(Beginning of WORKING DATA)

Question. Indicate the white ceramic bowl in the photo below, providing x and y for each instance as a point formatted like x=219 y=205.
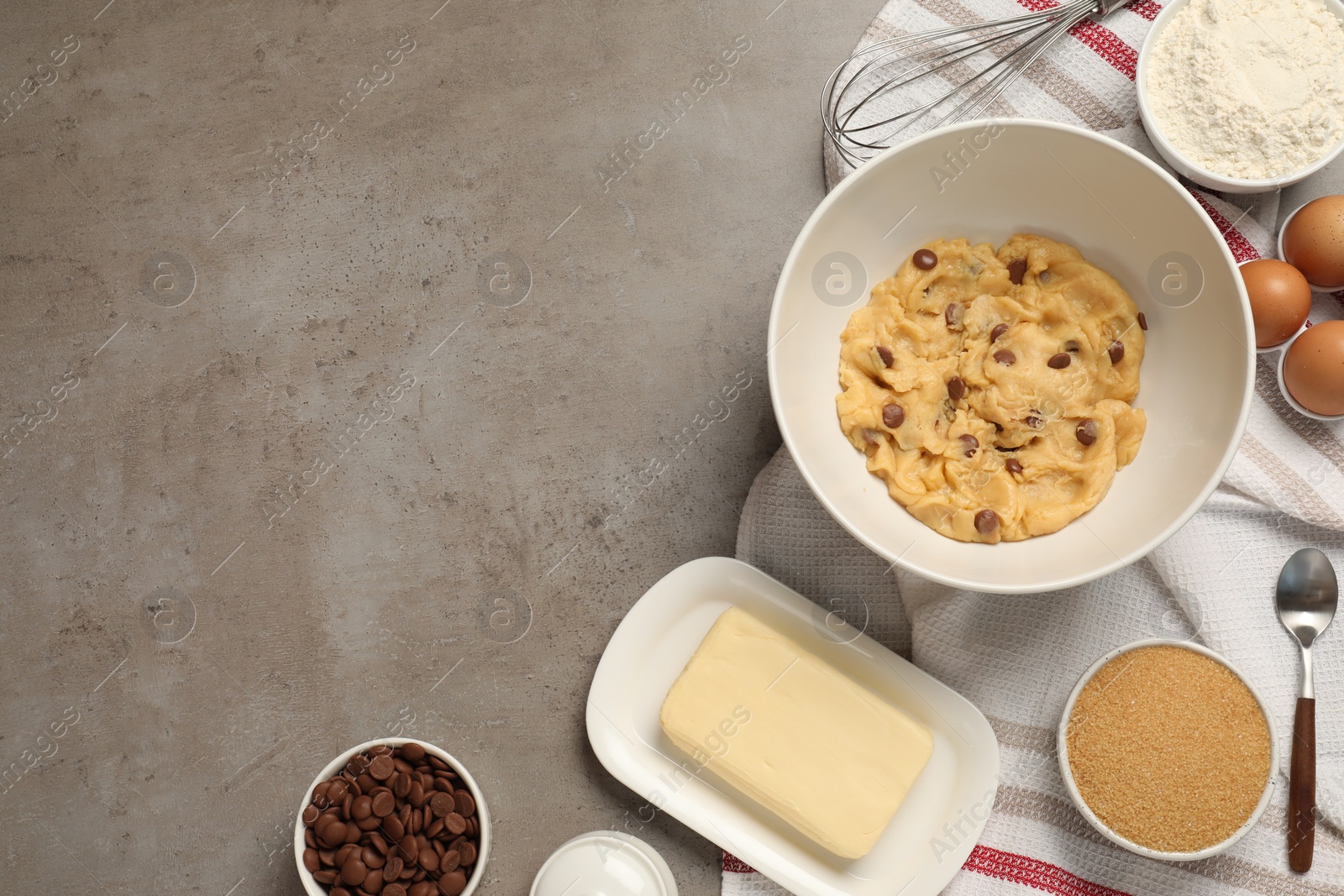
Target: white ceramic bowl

(End of WORKING DATA)
(Beginning of WORKING DATA)

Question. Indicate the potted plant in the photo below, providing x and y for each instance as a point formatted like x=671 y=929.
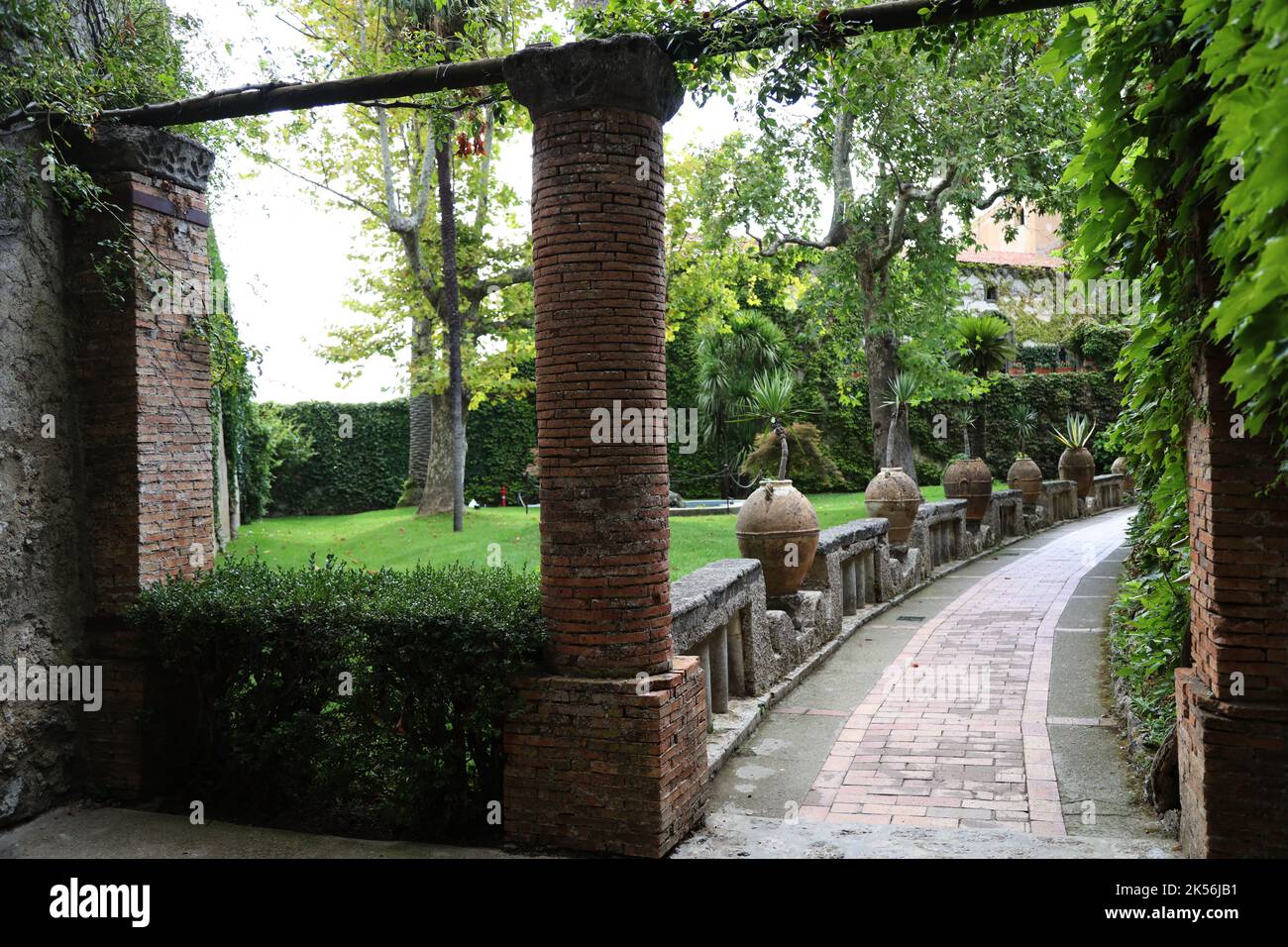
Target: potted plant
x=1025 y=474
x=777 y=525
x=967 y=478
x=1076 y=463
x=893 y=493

(End of WORKING DATA)

• **WORK INSTRUCTION**
Give again the stretch of the entries above that begins at the line with "Question. Indicate the white" and ends at the line with "Target: white ceramic bowl", word for word, with no pictures.

• **RESPONSE BOX**
Question. Indicate the white ceramic bowl in the photo below, providing x and y for each instance as a point formatted like x=219 y=205.
Target: white ceramic bowl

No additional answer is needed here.